#### TEXT SHOWN:
==========
These ruins were impressive but out done in every way by the monuments of Egypt. In Egypt, the paint is still on the wall after 2000 years and
the structures remain in tact. One monument in the Western desert was a complete Greek Temple with a roof but you had to kick the goats out the temple, small, forgotten but complete.

We spent time in Rome, trying hard to find the free visiting days for various museums and historic sites.

The Vatican is free for one day a month and we piled in with a few thousand others to wonder at the incredible wealth on display. It made the visit to Rosina and Francesco all the more poignant a few days later.

  • Florence
  • Sienna
  • Colesseum
  • Vatican
  • Saint Peters
  • Pisa
  • Trevi fountain
    Trevi fountain

Outside Rome we were invited in to a dairy farm, 20 cows on land rented from the Vatican. Francesco was married to Rosina, an Ethiopian girl with a coal black skin and a heart as big as a house. The rental to the Vatican was 50% of the milk, daylight robbery. From one of the richest institutions in the history of the world. Despite this they entertained passers by regularly; the dinner table that night boasted about 15 of us, including long distance lorry drivers and 4 of us cycling tourists. We ate like kings on tomatoes, pasta and hard boiled eggs and the next day she explained her borderless, passport free philosophy of colour blind brotherly love over caffe latte. I wondered about the deprivations of her own life journey from Southern Ethiopia to Italy as a breeding ground for her beliefs, but was humbled by her spirit and world vision.
==========
#### INPUT DATA:

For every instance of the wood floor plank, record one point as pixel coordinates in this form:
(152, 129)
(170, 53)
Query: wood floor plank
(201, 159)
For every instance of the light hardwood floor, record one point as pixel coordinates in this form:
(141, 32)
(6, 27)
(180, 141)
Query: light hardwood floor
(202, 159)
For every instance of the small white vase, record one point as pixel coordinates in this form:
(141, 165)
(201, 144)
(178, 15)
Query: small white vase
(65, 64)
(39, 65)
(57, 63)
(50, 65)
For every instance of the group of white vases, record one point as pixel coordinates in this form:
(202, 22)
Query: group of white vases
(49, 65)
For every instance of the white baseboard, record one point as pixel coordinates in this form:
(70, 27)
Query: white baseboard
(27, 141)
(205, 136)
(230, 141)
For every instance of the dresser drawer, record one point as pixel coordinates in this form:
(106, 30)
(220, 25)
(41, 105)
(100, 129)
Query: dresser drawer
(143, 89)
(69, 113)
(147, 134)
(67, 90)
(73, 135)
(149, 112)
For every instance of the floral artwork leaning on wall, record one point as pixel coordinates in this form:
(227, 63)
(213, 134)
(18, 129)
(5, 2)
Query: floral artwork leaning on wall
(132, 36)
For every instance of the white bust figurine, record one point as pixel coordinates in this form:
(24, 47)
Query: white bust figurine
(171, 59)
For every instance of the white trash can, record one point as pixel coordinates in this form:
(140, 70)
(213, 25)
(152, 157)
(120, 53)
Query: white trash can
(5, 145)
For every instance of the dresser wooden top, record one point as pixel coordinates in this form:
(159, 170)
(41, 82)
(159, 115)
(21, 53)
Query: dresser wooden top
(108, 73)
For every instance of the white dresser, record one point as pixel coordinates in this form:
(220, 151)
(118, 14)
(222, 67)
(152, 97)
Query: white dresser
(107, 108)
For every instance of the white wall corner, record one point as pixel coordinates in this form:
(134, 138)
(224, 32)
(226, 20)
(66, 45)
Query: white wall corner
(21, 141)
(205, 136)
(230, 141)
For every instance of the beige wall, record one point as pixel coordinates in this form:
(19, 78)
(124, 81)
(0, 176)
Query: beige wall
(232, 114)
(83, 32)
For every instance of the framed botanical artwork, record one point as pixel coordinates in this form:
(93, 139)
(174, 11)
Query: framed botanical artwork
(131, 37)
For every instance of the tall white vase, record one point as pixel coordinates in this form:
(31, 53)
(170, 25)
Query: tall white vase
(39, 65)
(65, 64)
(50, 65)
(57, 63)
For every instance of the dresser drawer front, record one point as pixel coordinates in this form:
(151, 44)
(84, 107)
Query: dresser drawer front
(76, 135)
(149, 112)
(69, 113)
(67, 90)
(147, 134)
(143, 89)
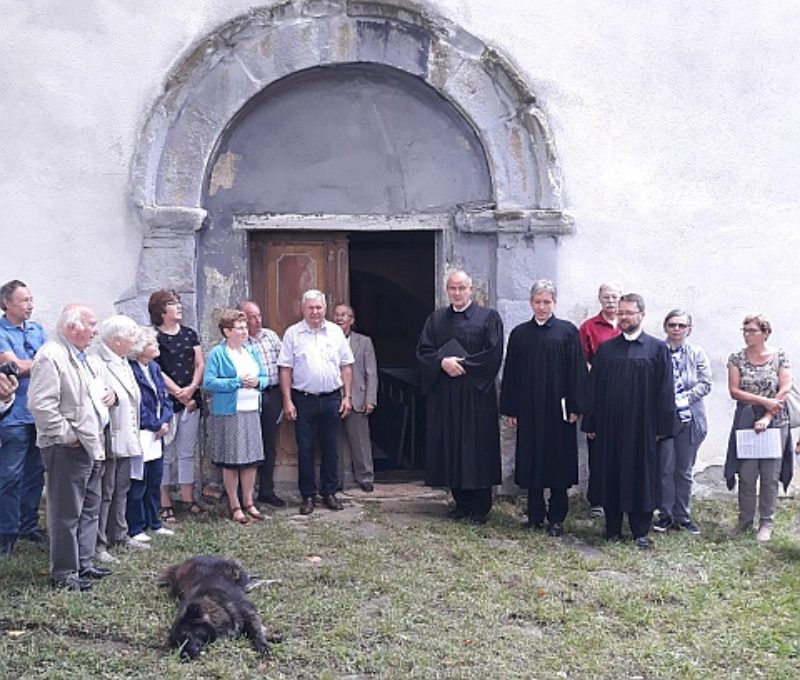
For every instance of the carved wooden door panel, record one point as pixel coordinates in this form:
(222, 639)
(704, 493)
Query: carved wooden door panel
==========
#### TASK LIST:
a - According to the travel account, what share of the milk did the dairy farm pay as rent to the Vatican?
b - Write out the part of the travel account between "We spent time" and "few days later.", inclusive.
c - For each statement, say whether it agrees with the travel account: (i) The Vatican is free to visit for one day a month. (ii) About 30 people sat at the dinner table at the dairy farm. (iii) Rosina traveled from Northern Ethiopia to Italy.
The data is separate material and has no connection to the travel account.

#### EXERCISE RESPONSES:
a - The rent was 50% of the milk.

b -
We spent time in Rome, trying hard to find the free visiting days for various museums and historic sites.

The Vatican is free for one day a month and we piled in with a few thousand others to wonder at the incredible wealth on display. It made the visit to Rosina and Francesco all the more poignant a few days later.

c -
(i) Yes: "The Vatican is free for one day a month"
(ii) No: "the dinner table that night boasted about 15 of us"
(iii) No: "her own life journey from Southern Ethiopia to Italy"